Convert each line of the records into a JSON list of strings, one string per line, omitting blank lines and the pictures.
## Start
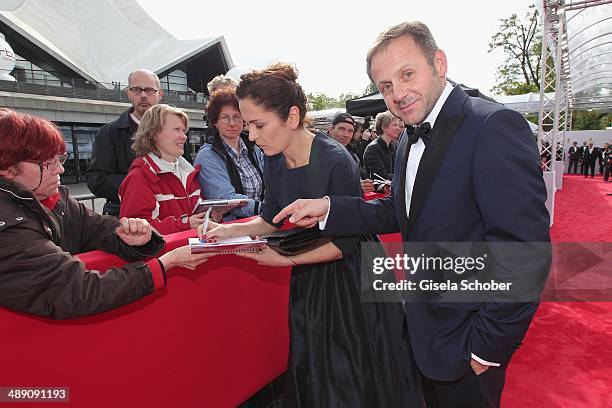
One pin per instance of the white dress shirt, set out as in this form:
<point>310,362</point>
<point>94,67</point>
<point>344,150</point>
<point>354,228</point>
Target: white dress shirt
<point>414,158</point>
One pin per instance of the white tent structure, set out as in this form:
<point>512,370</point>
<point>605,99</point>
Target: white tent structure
<point>102,40</point>
<point>577,65</point>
## End
§ **WRITTEN RESPONSE**
[
  "One pin per instance of the white dress shirt, set out as in this form:",
  "<point>310,362</point>",
  "<point>94,67</point>",
  "<point>344,150</point>",
  "<point>354,228</point>",
  "Target: white dress shirt",
  "<point>414,158</point>",
  "One pin per instance of the white tent structure, set out as in this form:",
  "<point>512,370</point>",
  "<point>605,99</point>",
  "Target: white tent structure",
  "<point>102,40</point>",
  "<point>577,65</point>"
]